* **STATED EXERCISE**: Reproduce verbatim the lines of the entries below, from the line containing "For the site audit, find each instance of the blue" through the last line of the entries.

* **GIVEN INFORMATION**:

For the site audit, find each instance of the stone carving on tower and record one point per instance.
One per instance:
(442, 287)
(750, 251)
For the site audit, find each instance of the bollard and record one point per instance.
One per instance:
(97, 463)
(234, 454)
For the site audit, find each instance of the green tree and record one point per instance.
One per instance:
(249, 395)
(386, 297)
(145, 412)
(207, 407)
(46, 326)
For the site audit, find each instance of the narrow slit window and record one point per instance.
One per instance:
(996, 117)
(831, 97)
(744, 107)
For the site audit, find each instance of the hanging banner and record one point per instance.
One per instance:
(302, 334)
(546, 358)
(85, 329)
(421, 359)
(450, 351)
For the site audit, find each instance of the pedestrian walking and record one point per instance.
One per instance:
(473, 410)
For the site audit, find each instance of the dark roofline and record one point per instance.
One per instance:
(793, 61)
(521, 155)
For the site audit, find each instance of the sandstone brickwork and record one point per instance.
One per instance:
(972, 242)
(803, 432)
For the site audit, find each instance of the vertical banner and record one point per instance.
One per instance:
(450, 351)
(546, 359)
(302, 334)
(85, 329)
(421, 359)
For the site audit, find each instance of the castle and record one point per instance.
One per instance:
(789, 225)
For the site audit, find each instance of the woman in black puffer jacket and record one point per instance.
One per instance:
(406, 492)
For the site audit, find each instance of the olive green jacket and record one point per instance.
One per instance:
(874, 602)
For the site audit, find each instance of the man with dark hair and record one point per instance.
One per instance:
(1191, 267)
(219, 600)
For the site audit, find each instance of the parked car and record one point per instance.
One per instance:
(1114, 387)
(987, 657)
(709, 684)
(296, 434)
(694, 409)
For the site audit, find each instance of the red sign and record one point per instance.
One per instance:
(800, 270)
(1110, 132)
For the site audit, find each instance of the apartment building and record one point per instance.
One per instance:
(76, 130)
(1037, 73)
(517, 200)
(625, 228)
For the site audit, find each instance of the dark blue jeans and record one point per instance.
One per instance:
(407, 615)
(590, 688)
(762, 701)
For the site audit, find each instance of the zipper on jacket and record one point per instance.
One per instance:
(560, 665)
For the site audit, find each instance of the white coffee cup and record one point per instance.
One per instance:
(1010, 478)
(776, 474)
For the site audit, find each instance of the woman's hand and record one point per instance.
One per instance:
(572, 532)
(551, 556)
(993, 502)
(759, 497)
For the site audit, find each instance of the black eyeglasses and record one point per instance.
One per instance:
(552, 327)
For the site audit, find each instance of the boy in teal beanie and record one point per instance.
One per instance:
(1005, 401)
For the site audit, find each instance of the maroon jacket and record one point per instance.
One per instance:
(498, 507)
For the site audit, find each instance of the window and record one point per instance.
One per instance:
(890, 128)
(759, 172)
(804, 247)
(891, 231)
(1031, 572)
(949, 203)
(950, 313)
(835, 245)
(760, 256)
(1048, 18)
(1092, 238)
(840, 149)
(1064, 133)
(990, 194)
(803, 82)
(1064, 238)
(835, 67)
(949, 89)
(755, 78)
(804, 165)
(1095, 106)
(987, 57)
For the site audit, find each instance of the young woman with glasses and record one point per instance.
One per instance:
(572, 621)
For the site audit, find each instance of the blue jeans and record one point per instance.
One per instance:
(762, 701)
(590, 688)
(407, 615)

* **OUTPUT FOR THIS EXERCISE**:
For the site audit, find each instance of the blue jeans and record one point per instance.
One per instance:
(762, 701)
(590, 688)
(407, 615)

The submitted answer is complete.